*WHAT THE EXERCISE ASKS*:
Turn the material, from the line containing "Point to the wood grain" through the last line inclusive, into a JSON list of strings. Use one string per line and leave out any blank lines.
— start —
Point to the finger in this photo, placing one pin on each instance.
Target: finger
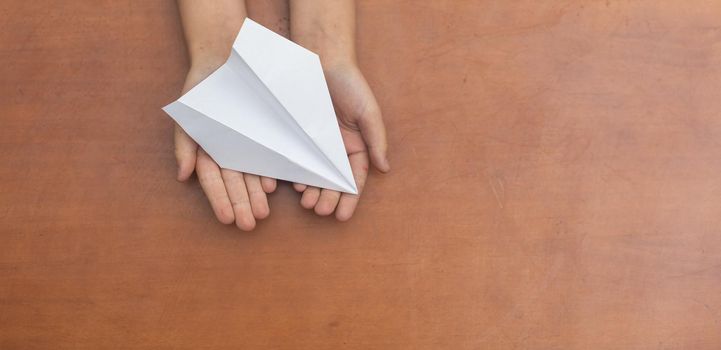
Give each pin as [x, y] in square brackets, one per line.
[268, 183]
[238, 195]
[185, 153]
[327, 202]
[348, 202]
[374, 134]
[310, 197]
[212, 184]
[299, 187]
[258, 199]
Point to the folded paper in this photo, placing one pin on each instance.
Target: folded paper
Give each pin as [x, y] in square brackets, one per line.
[267, 111]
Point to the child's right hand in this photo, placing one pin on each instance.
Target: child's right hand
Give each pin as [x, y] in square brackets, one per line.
[235, 196]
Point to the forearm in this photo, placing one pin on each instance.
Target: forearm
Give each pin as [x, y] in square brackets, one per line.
[326, 27]
[210, 27]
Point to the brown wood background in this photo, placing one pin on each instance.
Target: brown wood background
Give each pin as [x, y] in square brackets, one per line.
[555, 185]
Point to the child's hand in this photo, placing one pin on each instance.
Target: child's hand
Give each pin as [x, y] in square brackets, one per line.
[234, 196]
[363, 133]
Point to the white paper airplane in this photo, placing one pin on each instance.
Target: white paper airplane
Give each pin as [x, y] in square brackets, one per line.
[267, 111]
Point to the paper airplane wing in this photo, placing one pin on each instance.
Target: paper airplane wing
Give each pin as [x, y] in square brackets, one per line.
[267, 111]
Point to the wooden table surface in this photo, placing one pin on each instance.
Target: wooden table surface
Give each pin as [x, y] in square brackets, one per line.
[556, 184]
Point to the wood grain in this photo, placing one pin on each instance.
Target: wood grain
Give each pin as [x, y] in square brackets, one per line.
— end —
*OUTPUT*:
[
  "Point to the wood grain in this photo, placing one pin on each instance.",
  "Target: wood grain",
  "Give each pin as [x, y] in square brackets, one per line."
]